◆ AIM ◆
Would you transcribe all of the data exactly, down to the last character?

◆ DATA ENTRIES ◆
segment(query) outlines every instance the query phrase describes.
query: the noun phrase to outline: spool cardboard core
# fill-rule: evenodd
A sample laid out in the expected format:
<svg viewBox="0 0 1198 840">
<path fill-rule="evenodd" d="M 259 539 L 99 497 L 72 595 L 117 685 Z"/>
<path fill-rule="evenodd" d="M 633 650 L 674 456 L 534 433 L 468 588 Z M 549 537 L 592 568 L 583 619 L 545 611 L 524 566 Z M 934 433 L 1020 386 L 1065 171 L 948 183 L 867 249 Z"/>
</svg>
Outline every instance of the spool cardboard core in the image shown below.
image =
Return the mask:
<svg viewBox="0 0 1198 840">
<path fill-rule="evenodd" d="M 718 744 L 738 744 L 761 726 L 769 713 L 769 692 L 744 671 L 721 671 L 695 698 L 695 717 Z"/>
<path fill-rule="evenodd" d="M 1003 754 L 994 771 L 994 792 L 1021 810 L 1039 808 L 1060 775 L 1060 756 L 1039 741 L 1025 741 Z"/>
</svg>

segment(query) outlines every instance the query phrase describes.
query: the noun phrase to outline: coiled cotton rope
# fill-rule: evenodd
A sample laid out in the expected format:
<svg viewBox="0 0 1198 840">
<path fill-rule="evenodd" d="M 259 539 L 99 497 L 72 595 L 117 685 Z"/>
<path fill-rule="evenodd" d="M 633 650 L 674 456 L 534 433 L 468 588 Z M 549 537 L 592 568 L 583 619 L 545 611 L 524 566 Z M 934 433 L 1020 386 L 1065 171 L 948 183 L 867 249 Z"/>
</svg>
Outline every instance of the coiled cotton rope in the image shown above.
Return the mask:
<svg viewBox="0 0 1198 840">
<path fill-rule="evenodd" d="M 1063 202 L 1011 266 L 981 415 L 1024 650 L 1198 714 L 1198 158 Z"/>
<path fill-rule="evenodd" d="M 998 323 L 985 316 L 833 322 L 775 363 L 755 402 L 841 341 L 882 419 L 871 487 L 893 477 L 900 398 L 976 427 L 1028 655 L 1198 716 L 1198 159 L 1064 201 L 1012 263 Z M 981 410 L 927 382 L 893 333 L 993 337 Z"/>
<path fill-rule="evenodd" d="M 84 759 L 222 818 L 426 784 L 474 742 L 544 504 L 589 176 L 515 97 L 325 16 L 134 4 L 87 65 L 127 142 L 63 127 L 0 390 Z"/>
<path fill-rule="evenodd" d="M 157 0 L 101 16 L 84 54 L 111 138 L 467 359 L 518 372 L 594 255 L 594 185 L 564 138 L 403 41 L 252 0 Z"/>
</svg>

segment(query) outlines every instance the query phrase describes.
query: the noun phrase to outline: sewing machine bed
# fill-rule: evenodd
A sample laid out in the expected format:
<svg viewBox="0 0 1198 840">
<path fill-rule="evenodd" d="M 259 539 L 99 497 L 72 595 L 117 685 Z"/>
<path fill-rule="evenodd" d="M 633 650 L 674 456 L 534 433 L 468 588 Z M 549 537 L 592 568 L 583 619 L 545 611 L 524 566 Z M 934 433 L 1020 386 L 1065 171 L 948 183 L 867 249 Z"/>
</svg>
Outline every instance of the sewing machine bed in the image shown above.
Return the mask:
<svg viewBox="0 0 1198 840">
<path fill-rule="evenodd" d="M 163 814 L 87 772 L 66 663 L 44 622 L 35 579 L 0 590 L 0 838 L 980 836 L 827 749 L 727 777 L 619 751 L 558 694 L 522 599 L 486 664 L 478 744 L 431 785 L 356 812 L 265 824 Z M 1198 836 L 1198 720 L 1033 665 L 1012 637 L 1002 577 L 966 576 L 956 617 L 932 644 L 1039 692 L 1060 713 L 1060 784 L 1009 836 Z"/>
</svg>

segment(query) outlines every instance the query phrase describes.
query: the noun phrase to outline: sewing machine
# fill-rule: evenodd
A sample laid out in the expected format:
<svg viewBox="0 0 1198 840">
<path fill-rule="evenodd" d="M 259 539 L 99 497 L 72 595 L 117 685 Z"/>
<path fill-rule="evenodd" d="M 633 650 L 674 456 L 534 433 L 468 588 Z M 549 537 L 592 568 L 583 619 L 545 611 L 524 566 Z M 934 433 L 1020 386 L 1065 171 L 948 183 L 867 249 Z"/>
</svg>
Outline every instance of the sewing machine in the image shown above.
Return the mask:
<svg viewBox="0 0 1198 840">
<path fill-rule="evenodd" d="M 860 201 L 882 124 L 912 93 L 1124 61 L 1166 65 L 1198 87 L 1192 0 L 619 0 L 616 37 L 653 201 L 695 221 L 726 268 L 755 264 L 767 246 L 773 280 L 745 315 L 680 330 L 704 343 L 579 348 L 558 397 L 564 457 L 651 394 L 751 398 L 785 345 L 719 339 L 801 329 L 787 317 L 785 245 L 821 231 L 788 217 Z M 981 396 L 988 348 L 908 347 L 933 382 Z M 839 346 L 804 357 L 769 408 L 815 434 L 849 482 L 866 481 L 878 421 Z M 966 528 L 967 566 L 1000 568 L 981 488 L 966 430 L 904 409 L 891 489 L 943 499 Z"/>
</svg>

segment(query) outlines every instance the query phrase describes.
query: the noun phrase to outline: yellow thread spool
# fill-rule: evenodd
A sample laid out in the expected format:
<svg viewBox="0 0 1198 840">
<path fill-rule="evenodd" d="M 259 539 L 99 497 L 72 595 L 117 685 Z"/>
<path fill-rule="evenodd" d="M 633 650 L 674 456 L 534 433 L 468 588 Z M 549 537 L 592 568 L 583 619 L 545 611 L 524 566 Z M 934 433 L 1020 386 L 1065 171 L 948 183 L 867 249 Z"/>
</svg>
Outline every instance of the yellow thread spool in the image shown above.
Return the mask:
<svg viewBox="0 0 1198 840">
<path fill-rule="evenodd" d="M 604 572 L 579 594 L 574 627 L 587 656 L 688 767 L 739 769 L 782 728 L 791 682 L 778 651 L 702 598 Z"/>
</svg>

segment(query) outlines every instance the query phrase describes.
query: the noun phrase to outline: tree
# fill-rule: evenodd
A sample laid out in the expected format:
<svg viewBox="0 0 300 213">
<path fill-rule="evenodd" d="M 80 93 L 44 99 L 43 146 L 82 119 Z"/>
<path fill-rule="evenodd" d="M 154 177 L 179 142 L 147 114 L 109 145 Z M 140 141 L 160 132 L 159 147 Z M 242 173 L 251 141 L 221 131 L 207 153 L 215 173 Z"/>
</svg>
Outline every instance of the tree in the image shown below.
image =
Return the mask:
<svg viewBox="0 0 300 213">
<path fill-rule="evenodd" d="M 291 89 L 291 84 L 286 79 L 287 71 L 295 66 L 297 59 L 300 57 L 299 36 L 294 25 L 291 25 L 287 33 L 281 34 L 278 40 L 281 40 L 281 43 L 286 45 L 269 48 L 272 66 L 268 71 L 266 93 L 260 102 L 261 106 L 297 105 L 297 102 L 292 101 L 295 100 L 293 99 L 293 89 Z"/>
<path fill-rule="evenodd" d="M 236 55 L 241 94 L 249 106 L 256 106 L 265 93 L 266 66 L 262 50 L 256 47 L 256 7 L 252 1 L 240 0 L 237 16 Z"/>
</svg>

◆ WORKED SOLUTION ◆
segment(query) outlines every instance the query phrase describes.
query: the noun phrase to outline: spool cardboard core
# fill-rule: evenodd
A sample laid out in the expected format:
<svg viewBox="0 0 1198 840">
<path fill-rule="evenodd" d="M 259 539 L 99 497 L 72 595 L 117 685 Z"/>
<path fill-rule="evenodd" d="M 633 650 L 674 456 L 534 433 L 468 588 Z M 549 537 L 592 568 L 583 619 L 545 611 L 524 566 Z M 934 433 L 1020 386 L 1065 171 L 948 183 L 867 249 Z"/>
</svg>
Outline every instance of the spool cardboard core in the image shown below.
image =
Return the mask:
<svg viewBox="0 0 1198 840">
<path fill-rule="evenodd" d="M 718 744 L 738 744 L 761 726 L 769 713 L 769 692 L 744 671 L 721 671 L 695 698 L 695 717 Z"/>
<path fill-rule="evenodd" d="M 1003 754 L 994 771 L 994 792 L 1021 810 L 1039 808 L 1060 775 L 1060 756 L 1039 741 L 1025 741 Z"/>
</svg>

segment(query) outlines every instance the query phrase describes.
query: the noun phrase to outline: coiled cotton rope
# fill-rule: evenodd
A sample laid out in the expected format:
<svg viewBox="0 0 1198 840">
<path fill-rule="evenodd" d="M 259 539 L 99 497 L 72 595 L 117 685 Z"/>
<path fill-rule="evenodd" d="M 633 650 L 674 456 L 534 433 L 468 588 Z M 549 537 L 592 568 L 583 619 L 545 611 L 524 566 Z M 934 433 L 1020 386 L 1065 171 L 948 183 L 867 249 Z"/>
</svg>
Outline every instance of the coiled cotton rope in the image shown above.
Return the mask:
<svg viewBox="0 0 1198 840">
<path fill-rule="evenodd" d="M 1063 202 L 1011 266 L 981 415 L 1024 650 L 1198 714 L 1198 158 Z"/>
<path fill-rule="evenodd" d="M 998 323 L 985 316 L 833 322 L 775 363 L 755 402 L 841 341 L 882 419 L 871 487 L 893 477 L 900 398 L 976 427 L 1028 655 L 1198 716 L 1198 159 L 1064 201 L 1012 263 Z M 981 410 L 927 382 L 893 333 L 993 337 Z"/>
<path fill-rule="evenodd" d="M 84 759 L 222 818 L 426 784 L 474 742 L 544 504 L 589 176 L 515 97 L 325 16 L 134 4 L 87 65 L 127 142 L 63 127 L 0 390 Z"/>
<path fill-rule="evenodd" d="M 157 0 L 101 16 L 84 54 L 111 138 L 467 359 L 518 372 L 594 255 L 594 185 L 564 138 L 403 41 L 252 0 Z"/>
</svg>

segment(query) outlines every instance the query phrase describes.
query: the noun phrase to outline: sewing machine bed
# fill-rule: evenodd
A sample laid out in the expected format:
<svg viewBox="0 0 1198 840">
<path fill-rule="evenodd" d="M 259 539 L 99 497 L 72 595 L 117 685 Z"/>
<path fill-rule="evenodd" d="M 633 650 L 674 456 L 534 433 L 468 588 Z M 549 537 L 592 568 L 583 619 L 545 611 L 524 566 Z M 934 433 L 1020 386 L 1065 171 L 948 183 L 867 249 Z"/>
</svg>
Outline every instance of the sewing machine bed in the image shown above.
Return the mask:
<svg viewBox="0 0 1198 840">
<path fill-rule="evenodd" d="M 163 814 L 87 772 L 66 663 L 44 622 L 35 579 L 0 590 L 0 838 L 980 836 L 827 749 L 727 777 L 619 751 L 558 694 L 522 599 L 486 664 L 478 744 L 431 785 L 356 812 L 265 824 Z M 1198 836 L 1198 720 L 1033 665 L 1012 637 L 1002 577 L 966 576 L 956 617 L 932 644 L 1039 692 L 1060 713 L 1060 784 L 1009 836 Z"/>
</svg>

segment(query) outlines every instance the query phrase describes.
query: the noun phrase to outline: sewing machine
# fill-rule: evenodd
A sample laid out in the expected format:
<svg viewBox="0 0 1198 840">
<path fill-rule="evenodd" d="M 259 539 L 99 497 L 72 595 L 117 685 Z"/>
<path fill-rule="evenodd" d="M 633 650 L 674 456 L 534 433 L 468 588 Z M 549 537 L 592 568 L 583 619 L 545 611 L 524 566 Z M 934 433 L 1020 386 L 1065 171 L 948 183 L 867 249 Z"/>
</svg>
Outline every instance of the sewing machine in the image shown above.
Return the mask:
<svg viewBox="0 0 1198 840">
<path fill-rule="evenodd" d="M 860 201 L 882 124 L 912 93 L 1124 61 L 1166 65 L 1198 87 L 1192 0 L 619 0 L 616 37 L 653 201 L 695 221 L 726 268 L 755 264 L 767 246 L 773 280 L 745 315 L 680 330 L 704 343 L 579 348 L 558 397 L 564 457 L 651 394 L 751 398 L 785 345 L 719 339 L 801 329 L 787 317 L 785 245 L 821 231 L 788 217 Z M 981 396 L 988 348 L 908 347 L 933 382 Z M 839 346 L 804 357 L 769 408 L 815 434 L 849 482 L 866 481 L 878 421 Z M 966 528 L 967 566 L 1000 568 L 981 488 L 966 430 L 904 409 L 891 489 L 943 499 Z"/>
</svg>

segment(query) outlines every instance the query phrase describes.
query: the noun phrase to outline: yellow thread spool
# fill-rule: evenodd
A sample laid out in the expected format:
<svg viewBox="0 0 1198 840">
<path fill-rule="evenodd" d="M 259 539 L 99 497 L 72 595 L 117 685 Z"/>
<path fill-rule="evenodd" d="M 633 650 L 674 456 L 534 433 L 468 588 Z M 549 537 L 592 568 L 583 619 L 545 611 L 524 566 Z M 934 433 L 1020 386 L 1065 171 L 948 183 L 867 249 Z"/>
</svg>
Outline every instance of the yellow thread spool in the image shown above.
Return the mask:
<svg viewBox="0 0 1198 840">
<path fill-rule="evenodd" d="M 604 572 L 579 594 L 574 627 L 587 656 L 688 767 L 739 769 L 782 728 L 791 682 L 778 651 L 702 598 Z"/>
</svg>

segment(query) outlines every instance the query phrase describes.
query: the noun phrase to outline: tree
# fill-rule: evenodd
A sample laid out in the expected format:
<svg viewBox="0 0 300 213">
<path fill-rule="evenodd" d="M 80 93 L 44 99 L 43 146 L 82 119 Z"/>
<path fill-rule="evenodd" d="M 154 177 L 179 142 L 147 114 L 109 145 Z M 140 141 L 160 132 L 159 147 Z M 242 173 L 251 141 L 221 131 L 207 153 L 215 173 Z"/>
</svg>
Outline every instance of the tree in the image shown below.
image =
Return the mask:
<svg viewBox="0 0 300 213">
<path fill-rule="evenodd" d="M 291 89 L 291 84 L 286 79 L 287 71 L 295 66 L 297 59 L 300 57 L 299 36 L 294 25 L 291 25 L 287 33 L 281 34 L 278 40 L 281 40 L 281 43 L 286 45 L 269 48 L 272 66 L 268 71 L 266 93 L 260 102 L 261 106 L 297 105 L 297 102 L 292 101 L 295 100 L 293 99 L 293 89 Z"/>
<path fill-rule="evenodd" d="M 236 55 L 241 94 L 249 106 L 256 106 L 265 93 L 266 66 L 262 50 L 256 47 L 256 7 L 252 1 L 240 0 L 237 16 Z"/>
</svg>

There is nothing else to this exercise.